→ Things to do:
- a) Turn the paragraph beginning "Quarkus is a full-stack" in the article on Debezium, Apache Camel and Quarkus into a short bulleted list that keeps its main facts.
- b) In the article on Debezium, Apache Camel and Quarkus, what does running Debezium with Camel make unnecessary?
- c) Carry on writing the article on Debezium, Apache Camel and Quarkus, starting right after its final sentence.

In this article, we will explore how to use Debezium and Apache Camel in conjunction with Quarkus to build a reactive application efficiently and send real-time changes from a database to a destination, such as webservice or message queue or another database.
What is Debezium?
Debezium is a distributed, event-driven data change platform used to capture data changes in database systems and send them to other systems in real time so that applications can respond to all database insertions, updates and deletions made by other applications. Debezium can connect to a variety of database systems, including MySQL, PostgreSQL, MongoDB, SQL Server and Oracle.
What is Quarkus?
Quarkus is a full-stack, Kubernetes-native Java framework made for Java virtual machines (JVMs) and native compilation (GraalVM), optimizing Java specifically for containers and enabling it to become an effective platform for serverless, cloud, and Kubernetes environments. Quarkus also supports several popular open source frameworks and libraries, making it easy to integrate technologies such as Debezium and Apache Camel.
Debezium with Apache Camel
Using Debezium with Apache Camel can provide several advantages, including:
Full integration
: Camel provides a wide range of connectors/components that can be used to integrate with different data sources and destinations. Debezium can easily integrate with Camel, allowing you to capture and transmit database changes to various destinations/systems.Simplified data transformations
: Camel provides data transformation capabilities that can be used to convert data formats and structures. When used in conjunction with Debezium, Camel can be used to transform and filter database changes, facilitating data processing.Flexible Routing
: Camel provides a flexible routing engine that can be used to route data based on various criteria, such as the source or destination of the data. When used in conjunction with Debezium, Camel can be used to route database changes to different destinations based on data content.Scalability
: Debezium provides a distributed architecture that can be used to scale horizontally. When used with Apache Camel, you can leverage the scalability of Debezium and Camel to handle large volumes of data changes and process them in real time.
In addition, using Debezium with Camel allows you to not rely on an external Kafka cluster or configure “Kafka Service Connectors”. Instead, Debezium runs directly in the context of the application, capturing the same change events within the database.

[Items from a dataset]
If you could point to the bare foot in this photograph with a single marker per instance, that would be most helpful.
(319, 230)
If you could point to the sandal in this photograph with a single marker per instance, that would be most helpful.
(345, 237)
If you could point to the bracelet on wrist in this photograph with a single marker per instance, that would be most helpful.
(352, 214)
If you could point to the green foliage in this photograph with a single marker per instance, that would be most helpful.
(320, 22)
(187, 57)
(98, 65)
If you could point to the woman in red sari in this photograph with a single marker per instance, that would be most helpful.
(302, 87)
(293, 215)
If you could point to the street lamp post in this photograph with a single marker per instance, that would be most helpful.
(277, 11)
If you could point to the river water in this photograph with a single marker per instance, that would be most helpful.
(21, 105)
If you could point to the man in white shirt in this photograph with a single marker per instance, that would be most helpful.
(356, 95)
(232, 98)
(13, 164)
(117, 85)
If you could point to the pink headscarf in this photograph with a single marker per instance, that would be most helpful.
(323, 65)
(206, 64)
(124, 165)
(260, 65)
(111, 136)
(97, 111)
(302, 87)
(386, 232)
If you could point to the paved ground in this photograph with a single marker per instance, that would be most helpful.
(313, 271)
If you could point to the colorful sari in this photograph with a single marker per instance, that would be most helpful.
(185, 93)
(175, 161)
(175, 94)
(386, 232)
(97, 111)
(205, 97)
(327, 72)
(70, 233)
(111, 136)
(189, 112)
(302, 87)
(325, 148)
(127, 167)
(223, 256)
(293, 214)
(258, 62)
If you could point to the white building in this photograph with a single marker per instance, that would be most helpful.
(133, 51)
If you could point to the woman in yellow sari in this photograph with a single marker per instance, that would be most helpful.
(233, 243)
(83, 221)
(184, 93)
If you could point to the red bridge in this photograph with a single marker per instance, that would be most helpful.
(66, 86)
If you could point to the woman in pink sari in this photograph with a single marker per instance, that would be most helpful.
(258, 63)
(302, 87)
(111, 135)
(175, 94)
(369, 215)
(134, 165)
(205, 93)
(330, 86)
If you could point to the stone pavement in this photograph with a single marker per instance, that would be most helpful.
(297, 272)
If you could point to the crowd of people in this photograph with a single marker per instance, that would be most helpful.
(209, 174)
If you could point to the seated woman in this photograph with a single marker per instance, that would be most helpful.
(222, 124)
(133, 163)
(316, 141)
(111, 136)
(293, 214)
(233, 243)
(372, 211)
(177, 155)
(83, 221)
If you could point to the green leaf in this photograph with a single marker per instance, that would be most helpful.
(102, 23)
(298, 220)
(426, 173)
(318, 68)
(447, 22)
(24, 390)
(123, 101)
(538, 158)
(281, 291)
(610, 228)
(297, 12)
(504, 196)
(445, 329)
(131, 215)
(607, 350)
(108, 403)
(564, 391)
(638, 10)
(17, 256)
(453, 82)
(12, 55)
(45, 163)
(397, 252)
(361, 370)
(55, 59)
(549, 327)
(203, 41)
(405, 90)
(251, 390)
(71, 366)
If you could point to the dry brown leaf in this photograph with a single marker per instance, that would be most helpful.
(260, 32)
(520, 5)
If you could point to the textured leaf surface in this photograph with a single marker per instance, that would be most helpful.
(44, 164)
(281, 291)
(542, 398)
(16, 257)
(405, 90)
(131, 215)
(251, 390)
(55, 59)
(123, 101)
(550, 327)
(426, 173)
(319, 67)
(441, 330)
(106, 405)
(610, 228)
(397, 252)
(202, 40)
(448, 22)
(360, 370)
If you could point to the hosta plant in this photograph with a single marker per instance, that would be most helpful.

→ Task results:
- a)
- Quarkus is a full-stack, Kubernetes-native Java framework.
- It is built for Java virtual machines (JVMs) and for native compilation with GraalVM.
- It optimizes Java for containers, which makes Java an effective platform for serverless, cloud and Kubernetes environments.
- It supports several popular open source frameworks and libraries, so it is easy to integrate technologies such as Debezium and Apache Camel.

- b) It removes the need to rely on an external Kafka cluster or to configure "Kafka Service Connectors."

- c)
This is useful for ETL (Extract, Transform, Load) processes, as it allows moving data from one system to another in real time, as in the following example:
Camel includes components for Debezium in its implementation which allows to use it inside Apache Camel as a consumer endpoint which allows running the Debezium engine in an embedded way in the running instance of Camel.
Some of the components currently available are:
- Debezium MySQL Connector Component
- Debezium PostgreSQL Connector Component
- Debezium SQL Server Connector Component
- Debezium MongoDB Connector Component
- Debezium Oracle Connector Component (So far it is still not supported in Quarkus)
Now that we have introduced the different technologies we are going to use, let’s start building our application.
You can find the complete source code of the example on GitHub.
Step 1.
Create a quarkus application using maven, with the dependencies needed to build our application.
mvn io.quarkus:quarkus-maven-plugin:2.15.3.Final:create \
-DprojectGroupId=dev.mikeintoch \
-DprojectArtifactId=quarkus-debezium-camel \
-Dextensions="camel-quarkus-core,camel-quarkus-debezium-postgres,camel-quarkus-direct,camel-quarkus-rest,camel-quarkus-jsonpath,camel-quarkus-mongodb,camel-quarkus-jpa,quarkus-hibernate-orm,quarkus-agroal"
Step 2.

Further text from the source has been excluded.